What you should do: Take from the data every line in which the word "navy" is found.

Extracted entries:

------------

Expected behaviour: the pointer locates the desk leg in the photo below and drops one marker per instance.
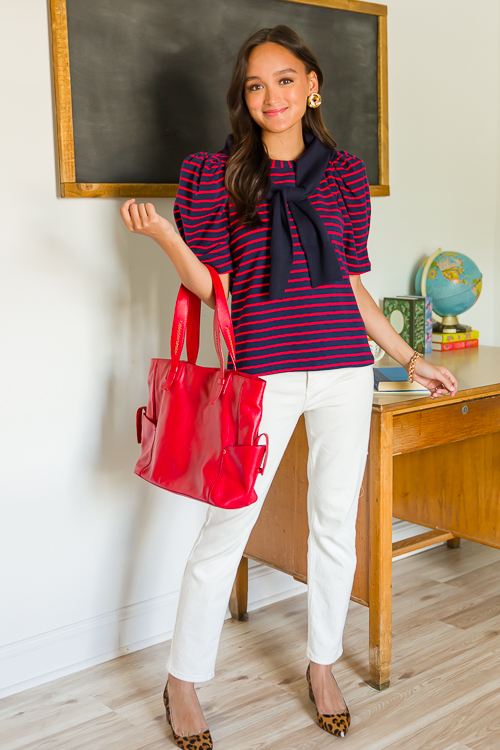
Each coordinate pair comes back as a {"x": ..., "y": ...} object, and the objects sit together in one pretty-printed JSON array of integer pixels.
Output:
[
  {"x": 239, "y": 595},
  {"x": 380, "y": 488}
]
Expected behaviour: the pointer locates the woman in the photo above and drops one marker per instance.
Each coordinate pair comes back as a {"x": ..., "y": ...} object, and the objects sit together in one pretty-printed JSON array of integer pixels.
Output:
[{"x": 284, "y": 217}]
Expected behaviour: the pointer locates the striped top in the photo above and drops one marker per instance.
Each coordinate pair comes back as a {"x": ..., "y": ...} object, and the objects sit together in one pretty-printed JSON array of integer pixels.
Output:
[{"x": 310, "y": 328}]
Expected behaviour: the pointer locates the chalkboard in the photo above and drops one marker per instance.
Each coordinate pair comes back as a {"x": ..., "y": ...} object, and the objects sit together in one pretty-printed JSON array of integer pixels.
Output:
[{"x": 148, "y": 81}]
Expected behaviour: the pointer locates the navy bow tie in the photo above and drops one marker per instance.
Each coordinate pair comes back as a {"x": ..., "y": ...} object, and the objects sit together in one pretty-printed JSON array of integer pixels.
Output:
[{"x": 322, "y": 261}]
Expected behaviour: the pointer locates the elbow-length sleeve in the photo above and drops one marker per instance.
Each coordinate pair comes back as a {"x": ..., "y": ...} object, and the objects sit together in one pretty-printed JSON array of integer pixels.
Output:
[
  {"x": 200, "y": 210},
  {"x": 350, "y": 176}
]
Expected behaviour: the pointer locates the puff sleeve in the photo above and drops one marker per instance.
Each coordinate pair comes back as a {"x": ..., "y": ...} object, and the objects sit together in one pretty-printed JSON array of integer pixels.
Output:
[
  {"x": 201, "y": 211},
  {"x": 352, "y": 182}
]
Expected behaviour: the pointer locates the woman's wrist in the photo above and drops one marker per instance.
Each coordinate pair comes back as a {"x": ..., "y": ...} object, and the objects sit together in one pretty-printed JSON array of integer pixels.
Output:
[{"x": 167, "y": 240}]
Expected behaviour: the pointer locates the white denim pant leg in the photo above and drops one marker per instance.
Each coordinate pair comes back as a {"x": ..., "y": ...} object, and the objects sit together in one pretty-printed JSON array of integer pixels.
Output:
[
  {"x": 212, "y": 564},
  {"x": 337, "y": 417},
  {"x": 213, "y": 561}
]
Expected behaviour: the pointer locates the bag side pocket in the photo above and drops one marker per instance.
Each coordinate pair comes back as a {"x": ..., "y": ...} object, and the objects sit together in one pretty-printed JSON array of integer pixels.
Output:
[
  {"x": 147, "y": 434},
  {"x": 238, "y": 469}
]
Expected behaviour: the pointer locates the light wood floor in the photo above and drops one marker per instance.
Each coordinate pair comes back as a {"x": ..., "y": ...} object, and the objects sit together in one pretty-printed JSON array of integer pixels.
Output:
[{"x": 444, "y": 694}]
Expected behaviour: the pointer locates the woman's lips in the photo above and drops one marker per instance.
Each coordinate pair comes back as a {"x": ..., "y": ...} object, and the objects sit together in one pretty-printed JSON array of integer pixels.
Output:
[{"x": 275, "y": 112}]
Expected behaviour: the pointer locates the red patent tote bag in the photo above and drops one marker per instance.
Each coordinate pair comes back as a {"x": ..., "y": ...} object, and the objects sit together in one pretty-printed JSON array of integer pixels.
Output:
[{"x": 199, "y": 432}]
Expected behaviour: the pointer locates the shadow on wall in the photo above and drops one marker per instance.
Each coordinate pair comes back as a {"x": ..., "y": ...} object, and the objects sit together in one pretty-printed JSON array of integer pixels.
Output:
[{"x": 141, "y": 321}]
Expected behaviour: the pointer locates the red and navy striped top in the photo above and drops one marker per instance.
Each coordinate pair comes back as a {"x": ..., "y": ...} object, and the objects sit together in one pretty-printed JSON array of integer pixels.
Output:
[{"x": 310, "y": 328}]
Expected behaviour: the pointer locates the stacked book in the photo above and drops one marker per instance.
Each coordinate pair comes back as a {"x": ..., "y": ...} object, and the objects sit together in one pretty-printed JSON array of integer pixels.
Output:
[
  {"x": 395, "y": 380},
  {"x": 444, "y": 342}
]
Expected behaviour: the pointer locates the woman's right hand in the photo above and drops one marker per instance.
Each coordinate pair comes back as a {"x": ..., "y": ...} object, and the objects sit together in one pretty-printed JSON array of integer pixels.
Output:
[{"x": 142, "y": 219}]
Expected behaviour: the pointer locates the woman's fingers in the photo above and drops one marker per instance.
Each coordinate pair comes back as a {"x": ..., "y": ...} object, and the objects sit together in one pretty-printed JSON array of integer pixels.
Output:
[
  {"x": 125, "y": 214},
  {"x": 448, "y": 380}
]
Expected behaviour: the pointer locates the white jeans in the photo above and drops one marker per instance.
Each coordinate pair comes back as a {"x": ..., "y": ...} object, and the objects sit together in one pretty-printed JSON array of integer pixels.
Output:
[{"x": 337, "y": 405}]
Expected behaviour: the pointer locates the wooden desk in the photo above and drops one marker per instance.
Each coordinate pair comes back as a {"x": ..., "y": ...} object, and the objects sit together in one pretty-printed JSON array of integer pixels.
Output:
[{"x": 435, "y": 462}]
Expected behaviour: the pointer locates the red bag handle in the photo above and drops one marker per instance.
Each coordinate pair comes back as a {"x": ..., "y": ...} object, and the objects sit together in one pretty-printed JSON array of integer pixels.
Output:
[{"x": 187, "y": 317}]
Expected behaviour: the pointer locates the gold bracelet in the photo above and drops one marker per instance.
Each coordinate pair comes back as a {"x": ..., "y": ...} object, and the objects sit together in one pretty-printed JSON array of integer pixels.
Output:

------------

Exercise solution:
Expected behaviour: the pointer locates the navy bow tie in the photo above and drops one marker per instance.
Expected behaviour: the pointer locates the red and navy striped top in the photo above and drops one marker per instance.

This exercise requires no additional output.